● Texte:
● ● ●
A.G. : Robert Reich, je me souviens de vos propos sur Democracy Now. Vous parliez du moment où le Président Clinton a signé la réforme de l’aide sociale ; vous étiez secrétaire au travail. Vous nous avez décrit votre déambulation dans les rues de Washington en cherchant les protestaires ; vous vous objectiez vigoureusement.

C’était un enjeu. Hilary Clinton avait soutenu cette loi. Alors, pouvez-vous répondre à Chris Hedges sur ces points. Donc entrez dans la jungle politique pour un petit moment.

R.R. : Amy, ce n’est pas qu’une simple promenade dans la jungle politique. Si Donald Trump devient président, si c’est à ça que vous référez, je pense que des changements négatifs, irrévocables vont se produire dont les nominations à la Cour suprême. Ça ne sera pas que la jungle politique cela va changer et empirer la structure du pays. Je suis tout-à-fait d’accord avec C. Hedges dans sa critique générale du néo libéralisme et de nombres de problèmes structurels qui font parti de la politique aujourd’hui. J’ai écrit sur ces sujets. J’ai fait plus qu’écrire. J’ai été au centre du pouvoir et j’y ai fait tout ce que je pouvais, tout ce qu’un individu peut faire et j’ai mobilisé et organisé d’autres personnes pour tenter de changer ce dans quoi nous nous retrouvons en ce moment.
● ● ●
● Matériel:
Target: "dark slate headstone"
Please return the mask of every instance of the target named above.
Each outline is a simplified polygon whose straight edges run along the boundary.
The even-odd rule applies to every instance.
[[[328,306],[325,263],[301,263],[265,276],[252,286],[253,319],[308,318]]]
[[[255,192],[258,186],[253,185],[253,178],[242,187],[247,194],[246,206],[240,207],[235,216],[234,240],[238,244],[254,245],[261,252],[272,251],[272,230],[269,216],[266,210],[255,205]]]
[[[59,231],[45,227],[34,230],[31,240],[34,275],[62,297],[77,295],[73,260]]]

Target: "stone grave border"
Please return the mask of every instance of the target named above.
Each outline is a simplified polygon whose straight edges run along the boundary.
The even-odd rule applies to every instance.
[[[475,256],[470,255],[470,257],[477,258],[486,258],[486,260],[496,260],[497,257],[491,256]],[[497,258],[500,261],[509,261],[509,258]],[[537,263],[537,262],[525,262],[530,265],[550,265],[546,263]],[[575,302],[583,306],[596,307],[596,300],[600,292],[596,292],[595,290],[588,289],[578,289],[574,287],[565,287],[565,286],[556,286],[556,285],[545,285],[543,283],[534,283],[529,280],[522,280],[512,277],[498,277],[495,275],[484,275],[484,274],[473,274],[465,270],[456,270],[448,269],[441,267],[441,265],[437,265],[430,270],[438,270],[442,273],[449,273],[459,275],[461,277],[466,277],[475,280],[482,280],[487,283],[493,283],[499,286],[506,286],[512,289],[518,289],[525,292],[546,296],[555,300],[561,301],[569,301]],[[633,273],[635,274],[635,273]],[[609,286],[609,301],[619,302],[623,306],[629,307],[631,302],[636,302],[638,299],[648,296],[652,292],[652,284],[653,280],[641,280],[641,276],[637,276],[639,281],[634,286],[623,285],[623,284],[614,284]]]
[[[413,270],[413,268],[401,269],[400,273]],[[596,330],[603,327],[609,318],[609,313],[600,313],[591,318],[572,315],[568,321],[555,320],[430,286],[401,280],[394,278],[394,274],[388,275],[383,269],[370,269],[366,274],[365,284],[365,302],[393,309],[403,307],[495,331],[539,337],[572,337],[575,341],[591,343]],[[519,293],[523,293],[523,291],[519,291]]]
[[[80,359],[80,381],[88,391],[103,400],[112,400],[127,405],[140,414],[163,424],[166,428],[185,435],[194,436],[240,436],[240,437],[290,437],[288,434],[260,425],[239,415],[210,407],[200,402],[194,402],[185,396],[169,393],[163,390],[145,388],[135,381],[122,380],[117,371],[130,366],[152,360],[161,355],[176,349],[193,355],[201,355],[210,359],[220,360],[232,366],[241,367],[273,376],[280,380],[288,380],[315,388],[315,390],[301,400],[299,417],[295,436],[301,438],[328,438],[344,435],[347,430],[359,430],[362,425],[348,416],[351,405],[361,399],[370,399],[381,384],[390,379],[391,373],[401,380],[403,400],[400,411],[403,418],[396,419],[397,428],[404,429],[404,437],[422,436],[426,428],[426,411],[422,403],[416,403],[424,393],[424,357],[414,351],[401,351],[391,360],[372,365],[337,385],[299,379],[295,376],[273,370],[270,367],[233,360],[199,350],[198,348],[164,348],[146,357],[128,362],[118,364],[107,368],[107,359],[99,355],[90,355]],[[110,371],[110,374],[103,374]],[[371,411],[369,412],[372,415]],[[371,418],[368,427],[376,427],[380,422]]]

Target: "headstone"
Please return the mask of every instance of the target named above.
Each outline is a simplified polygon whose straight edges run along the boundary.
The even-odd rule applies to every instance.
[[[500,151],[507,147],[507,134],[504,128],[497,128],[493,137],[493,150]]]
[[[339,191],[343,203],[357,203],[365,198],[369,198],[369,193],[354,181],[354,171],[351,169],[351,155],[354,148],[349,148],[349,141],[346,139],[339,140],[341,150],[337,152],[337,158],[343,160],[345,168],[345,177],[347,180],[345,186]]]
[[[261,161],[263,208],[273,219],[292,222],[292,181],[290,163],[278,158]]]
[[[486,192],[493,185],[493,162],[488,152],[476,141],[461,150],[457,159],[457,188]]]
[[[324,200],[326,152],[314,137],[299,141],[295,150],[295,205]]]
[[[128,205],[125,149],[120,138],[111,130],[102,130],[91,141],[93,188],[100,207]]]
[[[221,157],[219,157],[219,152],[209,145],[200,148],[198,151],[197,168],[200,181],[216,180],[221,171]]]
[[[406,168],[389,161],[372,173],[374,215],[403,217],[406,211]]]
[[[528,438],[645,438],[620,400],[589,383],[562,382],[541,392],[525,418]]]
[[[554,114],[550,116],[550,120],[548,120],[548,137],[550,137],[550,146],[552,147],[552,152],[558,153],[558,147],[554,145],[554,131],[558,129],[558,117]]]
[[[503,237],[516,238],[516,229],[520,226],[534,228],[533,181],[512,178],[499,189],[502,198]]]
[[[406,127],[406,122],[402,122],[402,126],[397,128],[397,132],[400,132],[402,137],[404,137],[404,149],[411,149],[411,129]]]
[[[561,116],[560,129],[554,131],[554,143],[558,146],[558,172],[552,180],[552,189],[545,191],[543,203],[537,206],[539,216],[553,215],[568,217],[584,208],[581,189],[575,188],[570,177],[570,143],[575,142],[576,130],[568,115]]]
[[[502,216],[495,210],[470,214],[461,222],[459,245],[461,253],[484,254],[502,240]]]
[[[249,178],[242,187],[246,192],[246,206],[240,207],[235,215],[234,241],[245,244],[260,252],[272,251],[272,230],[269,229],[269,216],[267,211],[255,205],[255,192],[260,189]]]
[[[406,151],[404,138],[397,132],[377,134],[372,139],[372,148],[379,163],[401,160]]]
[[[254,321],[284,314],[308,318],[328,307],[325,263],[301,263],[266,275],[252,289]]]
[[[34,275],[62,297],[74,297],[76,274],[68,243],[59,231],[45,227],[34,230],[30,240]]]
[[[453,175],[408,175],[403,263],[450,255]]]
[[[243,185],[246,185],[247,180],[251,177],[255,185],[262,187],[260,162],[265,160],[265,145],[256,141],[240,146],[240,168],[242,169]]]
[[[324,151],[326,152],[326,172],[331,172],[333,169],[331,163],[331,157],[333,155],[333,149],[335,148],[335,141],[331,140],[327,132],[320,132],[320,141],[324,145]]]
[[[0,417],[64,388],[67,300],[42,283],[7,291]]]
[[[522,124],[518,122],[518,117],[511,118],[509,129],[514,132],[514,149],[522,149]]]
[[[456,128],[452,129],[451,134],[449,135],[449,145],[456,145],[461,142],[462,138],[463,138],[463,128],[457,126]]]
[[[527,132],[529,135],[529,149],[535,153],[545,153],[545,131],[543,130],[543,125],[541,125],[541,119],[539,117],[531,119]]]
● ● ●
● Consigne écrite 1:
Dans l'entretien avec Robert Reich, quel poste occupait-il quand le Président Clinton a signé la réforme de l'aide sociale ?
● Consigne écrite 2:
Rédigez la suite de l'entretien avec Robert Reich, en reprenant juste après sa dernière phrase.

● Réponse écrite 1:
Il était secrétaire au travail.

● Réponse écrite 2:
Je pense que voter pour D. Trump ou dire qu’Hilary Clinton et Donald Trump c’est du pareil au même, est insensé. D. Trump est certainement le produit d’une sorte de système et d’une détérioration systématique installée aux USA depuis des années et qui génère des inégalités de revenus, de richesse et de pouvoir politique. Mais on ne peut pas combattre cela simplement en disant : « OK élisons D.Trump et espérons que le système s’améliorera et que les choses étant si déplorables le peuple se soulève et passe à la résistance armée » [6]. C’est insensé. C’est fou.

Nous devons être très, très stratégiques et progressistes. Nous devons voir les choses à long terme. Nous devons comprendre que Bernie Sanders nous fait avancer ; nous ne sommes plus là où nous étions avant sa campagne électorale. Nous lui devons beaucoup, nous devons beaucoup à son courage, son intégrité, à son pouvoir. La majorité des gens de moins de 30 ans ont voté pour lui. Et si vous y regardez de prêt, vous vous rendez compte que les moins de 30 ans ont voté en plus grand nombre pour lui que pour D.Trump et H. Clinton réunis. Nous sommes en train de bâtir un mouvement progressiste dans ce pays. Il nous faut encore 4 ans et je ne veux pas que D. Trump rende notre marche vers ce mouvement progressiste irréparablement difficile, sinon impossible.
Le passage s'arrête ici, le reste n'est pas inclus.